WORK TO COMPLETE. Copy every line again, requests included, starting with the line containing "Study the picture above. For each instance of the white shirt" and going on through the end of the material. In the answers, multiply each coordinate by 0.9 and round it to a whole number, with halves rounded up; leave any numbers in the requests unchanged.
- - - -
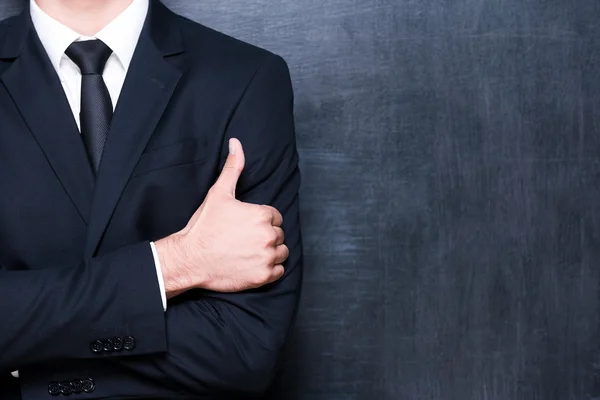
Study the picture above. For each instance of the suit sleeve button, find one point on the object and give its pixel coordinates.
(88, 385)
(128, 343)
(117, 344)
(65, 388)
(107, 345)
(54, 388)
(76, 386)
(96, 346)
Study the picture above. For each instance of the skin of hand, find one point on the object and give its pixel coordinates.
(227, 245)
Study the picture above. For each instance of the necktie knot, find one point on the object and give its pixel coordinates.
(90, 56)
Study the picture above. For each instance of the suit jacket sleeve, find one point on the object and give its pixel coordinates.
(222, 345)
(63, 312)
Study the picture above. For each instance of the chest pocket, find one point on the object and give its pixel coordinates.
(184, 152)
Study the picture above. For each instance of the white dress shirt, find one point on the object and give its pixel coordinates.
(121, 35)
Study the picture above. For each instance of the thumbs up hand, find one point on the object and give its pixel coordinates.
(228, 245)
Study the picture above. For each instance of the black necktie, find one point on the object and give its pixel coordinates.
(96, 107)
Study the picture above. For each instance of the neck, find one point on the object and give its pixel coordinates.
(86, 17)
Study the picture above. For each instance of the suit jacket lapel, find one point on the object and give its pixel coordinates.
(38, 94)
(150, 82)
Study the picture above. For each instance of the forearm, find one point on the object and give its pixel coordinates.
(59, 312)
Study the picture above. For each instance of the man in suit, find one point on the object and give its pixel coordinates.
(124, 184)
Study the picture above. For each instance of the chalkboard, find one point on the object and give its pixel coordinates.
(451, 194)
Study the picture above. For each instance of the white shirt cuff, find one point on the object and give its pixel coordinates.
(161, 285)
(161, 282)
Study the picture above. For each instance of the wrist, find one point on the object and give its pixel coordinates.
(173, 268)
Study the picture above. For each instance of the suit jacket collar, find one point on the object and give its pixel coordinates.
(161, 26)
(150, 83)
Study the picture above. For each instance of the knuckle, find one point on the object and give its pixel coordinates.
(270, 256)
(265, 213)
(270, 236)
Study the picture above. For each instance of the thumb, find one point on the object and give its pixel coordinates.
(232, 170)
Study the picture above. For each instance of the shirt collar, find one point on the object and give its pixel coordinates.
(121, 34)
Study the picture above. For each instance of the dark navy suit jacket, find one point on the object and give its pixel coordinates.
(79, 298)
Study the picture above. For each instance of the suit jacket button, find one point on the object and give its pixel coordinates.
(96, 346)
(76, 386)
(88, 385)
(128, 343)
(107, 345)
(54, 388)
(65, 388)
(117, 344)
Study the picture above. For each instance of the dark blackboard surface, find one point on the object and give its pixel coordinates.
- - - -
EXERCISE OUTPUT.
Study the picture above. For each instance of the white shirt cuff, find one point on the object and give its pixel coordinates.
(145, 257)
(145, 254)
Study the picture above. For each instance of the wrist, find one point on the object and give its pixel coordinates.
(156, 241)
Study the picture above. For each instance of the suit jacket collar, find one point on the object and give its pixel coordinates.
(145, 23)
(135, 75)
Study the picture above. For each instance of the knuckle, find one point on the object and give its pixel coordinates.
(243, 230)
(239, 192)
(243, 212)
Study the picture above. For each instance of the thumb, find one point on the object and give its pixel coordinates.
(209, 153)
Study the picture above. For each instance of the shirt collar, find one point on the object and give its pixel coordinates.
(109, 31)
Study the picture above. For each instance of the dark navy suit jacket, find one point on the object and give its pixel coordinates.
(71, 268)
Study the picture above. For each instance of the suit jacket button, find one point on the object and give its pixel coordinates.
(86, 311)
(68, 347)
(79, 347)
(115, 309)
(96, 311)
(49, 349)
(59, 349)
(105, 310)
Study the picture above. For each instance of the dark blackboard surface, find one point on the object and give its pixel coordinates.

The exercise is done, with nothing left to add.